### Given problem 1
In the passage on the ITAT res judicata ruling, how long was the lease on the land that Noida Authority allotted to the assessee company?
### Given problem 2
Resume writing the passage on the ITAT res judicata ruling, starting right after its last sentence.

### Passage shown
▼
The Delhi Bench of Income Tax Appellate Tribunal (ITAT) has held that the principle of Res judicata would not be applicable to the income tax proceedings as each year is a separate event.

The assessee company, International Recreation Parks (P) Ltd was allotted land by Noida Authority on a 90 years lease of the development of the amusement park. The permissible use was on an area of 85% under ‘theme amusement and entertainment park’ and an area of 15% under commercial facilities supportive of park. The assessee had claimed that during the year under review it derived its income from development of real estate purpose of amusement park, signage, kiosks and promotional services, maintenance and parking charges at tenancy of licensed area.

The claim of assessee was that it had been offering income from tenancy of licensed area as income from house property since beginning and there had been no change in the facts of the company. In the assessment of the last three years under Section 143(3) of the Income Tax Act, the income from tenancy right had been offered to tax and accepted. It was submitted that later on the income tax assessment for the year 2010-11, 2011-12 and 2012-13, assessment year was completed under Section 153A and the property income so declared had been accepted.
▲
### Data lines
▼
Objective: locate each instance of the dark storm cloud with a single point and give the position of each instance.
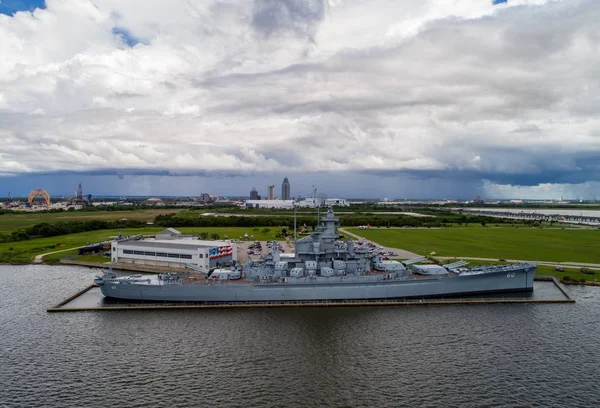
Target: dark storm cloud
(300, 17)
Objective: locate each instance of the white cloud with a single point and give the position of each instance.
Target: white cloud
(435, 87)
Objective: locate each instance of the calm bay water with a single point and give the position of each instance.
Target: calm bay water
(464, 356)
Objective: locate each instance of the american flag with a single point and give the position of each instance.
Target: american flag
(220, 252)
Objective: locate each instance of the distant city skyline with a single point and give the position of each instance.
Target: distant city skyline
(434, 98)
(344, 186)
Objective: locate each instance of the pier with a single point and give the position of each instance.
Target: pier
(91, 299)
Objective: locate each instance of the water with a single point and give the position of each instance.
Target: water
(469, 356)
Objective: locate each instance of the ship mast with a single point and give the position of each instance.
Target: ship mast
(294, 227)
(315, 203)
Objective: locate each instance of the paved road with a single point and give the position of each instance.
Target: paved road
(39, 258)
(402, 254)
(571, 265)
(406, 254)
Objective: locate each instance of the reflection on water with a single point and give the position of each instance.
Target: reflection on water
(491, 355)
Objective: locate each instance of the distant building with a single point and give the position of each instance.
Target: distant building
(269, 204)
(322, 202)
(285, 189)
(205, 198)
(289, 204)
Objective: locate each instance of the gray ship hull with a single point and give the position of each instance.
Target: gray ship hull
(496, 281)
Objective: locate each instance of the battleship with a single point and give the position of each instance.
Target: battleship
(322, 268)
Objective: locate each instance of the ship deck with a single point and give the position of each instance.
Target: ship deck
(546, 290)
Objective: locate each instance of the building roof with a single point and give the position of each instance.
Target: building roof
(174, 243)
(170, 231)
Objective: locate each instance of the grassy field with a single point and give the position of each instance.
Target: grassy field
(555, 245)
(25, 251)
(18, 220)
(544, 270)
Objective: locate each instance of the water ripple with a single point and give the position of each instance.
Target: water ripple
(492, 356)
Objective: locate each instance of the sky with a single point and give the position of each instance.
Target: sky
(378, 98)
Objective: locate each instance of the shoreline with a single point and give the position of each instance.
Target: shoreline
(158, 269)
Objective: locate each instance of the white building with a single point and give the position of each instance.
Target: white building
(174, 252)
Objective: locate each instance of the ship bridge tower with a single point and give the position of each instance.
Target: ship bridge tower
(329, 223)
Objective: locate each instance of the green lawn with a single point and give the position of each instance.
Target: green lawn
(17, 220)
(544, 270)
(25, 251)
(555, 245)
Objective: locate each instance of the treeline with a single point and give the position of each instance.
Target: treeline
(346, 220)
(45, 230)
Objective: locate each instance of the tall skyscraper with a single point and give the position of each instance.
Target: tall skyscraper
(254, 194)
(285, 189)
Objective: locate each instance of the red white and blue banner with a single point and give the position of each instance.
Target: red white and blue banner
(220, 252)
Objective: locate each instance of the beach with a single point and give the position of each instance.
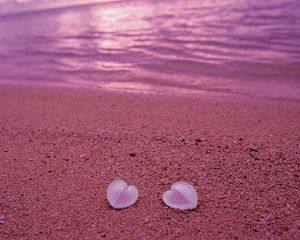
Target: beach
(61, 147)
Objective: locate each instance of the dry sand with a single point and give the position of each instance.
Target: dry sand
(60, 148)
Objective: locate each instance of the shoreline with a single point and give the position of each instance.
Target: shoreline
(61, 147)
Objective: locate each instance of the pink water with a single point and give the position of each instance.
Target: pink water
(248, 47)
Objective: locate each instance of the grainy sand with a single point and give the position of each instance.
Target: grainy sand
(60, 148)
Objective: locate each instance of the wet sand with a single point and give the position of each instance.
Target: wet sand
(60, 148)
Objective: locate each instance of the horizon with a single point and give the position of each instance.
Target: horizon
(20, 6)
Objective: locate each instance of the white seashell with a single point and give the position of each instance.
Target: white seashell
(182, 196)
(120, 195)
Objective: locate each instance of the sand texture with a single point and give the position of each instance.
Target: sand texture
(60, 148)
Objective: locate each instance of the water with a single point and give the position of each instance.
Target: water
(246, 47)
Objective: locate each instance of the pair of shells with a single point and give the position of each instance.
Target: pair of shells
(181, 195)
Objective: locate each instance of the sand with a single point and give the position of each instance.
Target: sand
(61, 147)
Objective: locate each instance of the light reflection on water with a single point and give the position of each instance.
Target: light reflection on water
(161, 42)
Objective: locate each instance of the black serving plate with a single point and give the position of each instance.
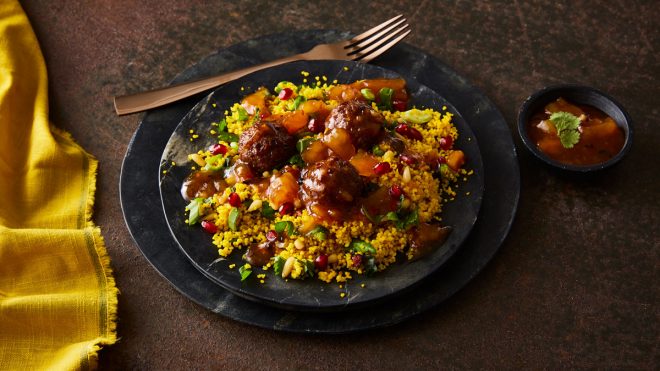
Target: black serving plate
(311, 294)
(140, 199)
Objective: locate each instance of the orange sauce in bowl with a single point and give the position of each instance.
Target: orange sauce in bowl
(600, 137)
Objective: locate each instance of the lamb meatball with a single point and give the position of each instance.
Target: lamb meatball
(265, 146)
(363, 124)
(330, 187)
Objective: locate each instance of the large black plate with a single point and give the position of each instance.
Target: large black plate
(140, 194)
(460, 214)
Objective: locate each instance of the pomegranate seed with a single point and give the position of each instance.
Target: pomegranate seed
(271, 235)
(286, 208)
(234, 199)
(285, 94)
(399, 105)
(321, 262)
(218, 149)
(315, 125)
(408, 132)
(396, 191)
(294, 172)
(382, 168)
(446, 142)
(408, 160)
(209, 227)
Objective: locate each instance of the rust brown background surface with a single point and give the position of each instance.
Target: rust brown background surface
(575, 284)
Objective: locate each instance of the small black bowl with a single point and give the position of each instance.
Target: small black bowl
(581, 95)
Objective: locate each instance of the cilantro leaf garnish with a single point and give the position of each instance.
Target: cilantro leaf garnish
(567, 125)
(245, 272)
(278, 265)
(363, 247)
(385, 95)
(319, 232)
(285, 226)
(232, 220)
(303, 143)
(267, 211)
(242, 114)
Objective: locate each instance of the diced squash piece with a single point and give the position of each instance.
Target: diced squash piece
(364, 163)
(295, 121)
(315, 152)
(456, 159)
(339, 141)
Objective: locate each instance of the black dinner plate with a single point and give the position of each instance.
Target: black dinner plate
(311, 294)
(140, 197)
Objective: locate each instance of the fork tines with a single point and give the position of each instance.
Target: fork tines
(377, 40)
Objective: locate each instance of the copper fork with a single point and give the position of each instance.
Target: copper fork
(363, 48)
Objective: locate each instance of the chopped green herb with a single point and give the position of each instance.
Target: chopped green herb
(319, 232)
(194, 210)
(386, 98)
(376, 150)
(309, 268)
(267, 211)
(245, 272)
(303, 143)
(285, 226)
(416, 116)
(222, 125)
(368, 94)
(567, 125)
(362, 247)
(297, 160)
(390, 217)
(214, 163)
(278, 265)
(292, 106)
(281, 85)
(232, 219)
(242, 114)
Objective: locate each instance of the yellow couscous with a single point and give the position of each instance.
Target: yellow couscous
(416, 168)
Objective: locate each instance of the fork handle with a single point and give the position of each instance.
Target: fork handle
(159, 97)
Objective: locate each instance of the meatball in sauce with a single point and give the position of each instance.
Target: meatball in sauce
(265, 146)
(330, 187)
(363, 124)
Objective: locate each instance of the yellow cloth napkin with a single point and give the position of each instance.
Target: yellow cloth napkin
(57, 295)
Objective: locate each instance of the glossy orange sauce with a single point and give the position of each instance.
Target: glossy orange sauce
(600, 137)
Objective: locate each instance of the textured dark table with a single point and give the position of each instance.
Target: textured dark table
(574, 285)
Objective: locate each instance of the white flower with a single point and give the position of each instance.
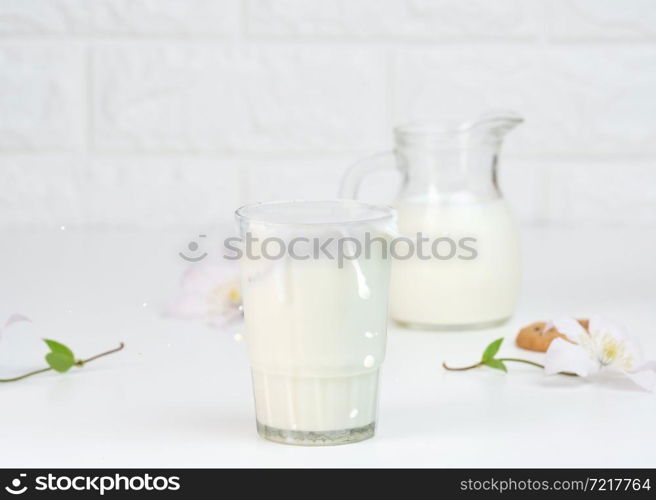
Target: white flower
(605, 346)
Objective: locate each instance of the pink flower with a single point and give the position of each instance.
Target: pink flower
(210, 290)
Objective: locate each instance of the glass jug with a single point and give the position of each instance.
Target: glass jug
(468, 274)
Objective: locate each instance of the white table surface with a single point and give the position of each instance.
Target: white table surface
(179, 394)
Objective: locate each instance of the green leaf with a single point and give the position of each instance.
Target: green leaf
(495, 363)
(491, 350)
(60, 358)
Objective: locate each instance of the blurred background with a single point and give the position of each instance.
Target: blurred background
(137, 114)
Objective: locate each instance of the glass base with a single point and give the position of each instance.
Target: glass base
(316, 438)
(468, 326)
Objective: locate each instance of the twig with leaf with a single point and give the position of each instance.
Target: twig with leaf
(61, 359)
(488, 359)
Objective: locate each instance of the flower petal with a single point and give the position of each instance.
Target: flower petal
(571, 328)
(563, 356)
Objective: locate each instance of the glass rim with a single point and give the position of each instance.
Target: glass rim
(432, 129)
(378, 212)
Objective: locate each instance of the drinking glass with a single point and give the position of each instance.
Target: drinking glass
(315, 279)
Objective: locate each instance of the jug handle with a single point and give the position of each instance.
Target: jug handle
(355, 174)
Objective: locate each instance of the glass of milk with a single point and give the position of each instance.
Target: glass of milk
(449, 190)
(315, 315)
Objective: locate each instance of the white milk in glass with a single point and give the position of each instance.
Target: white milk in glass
(459, 290)
(316, 337)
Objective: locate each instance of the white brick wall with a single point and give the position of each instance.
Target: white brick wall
(170, 113)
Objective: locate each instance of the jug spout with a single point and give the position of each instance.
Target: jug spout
(494, 125)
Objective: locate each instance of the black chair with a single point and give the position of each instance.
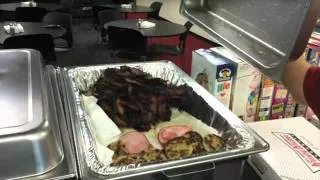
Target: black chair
(64, 20)
(106, 16)
(66, 6)
(96, 9)
(127, 43)
(40, 42)
(29, 14)
(170, 49)
(156, 6)
(122, 1)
▲
### Task answer 1
90 years.

### Task answer 2
 It was the case of assessee that for A.Y. 2014-15 and 2015-16 also with rental income under head ‘income from house property’ had been accepted. AO however taking note of the nature of business activities observed that the main operational revenue of assessee was coming from letting out commercial complex and maintenance charges and parking charges at commercial complex out of the total revenue earned. Thus, the income which assessee claimed to be from tenancy was to be assessed as income from business. Accordingly, I made the addition which had been deleted.

Kanv Bali, on behalf of the revenue primarily submitted that there was no error in the findings of AO and he had duly appreciated the nature of business and the manner of revenue generation.

Kapil Goel, on behalf of the revenue submitted that each year was a separate event and the principle of res judicata was not applicable.

The reliance of revenue and AO on the judgement of Supreme Court of India in the case of Chennai Properties & Investments Ltd. vs. CIT, was not of much consequence and benefit to the Revenue.

The two-member Bench of M. Balaganesh, (Accountant Member) and Anubhav Sharma, (Judicial Member) observed that the assessee was holding the properties and earning income by letting out those properties under the main objective of the company and accordingly, the Supreme Court had upheld the factual finding that letting of the properties was the business of assessee. The Bench further observed that the revenue’s claim to treat was as income from house property was not accepted and here it was otherwise, as Revenue wanted the rental income claim to be considered as business income.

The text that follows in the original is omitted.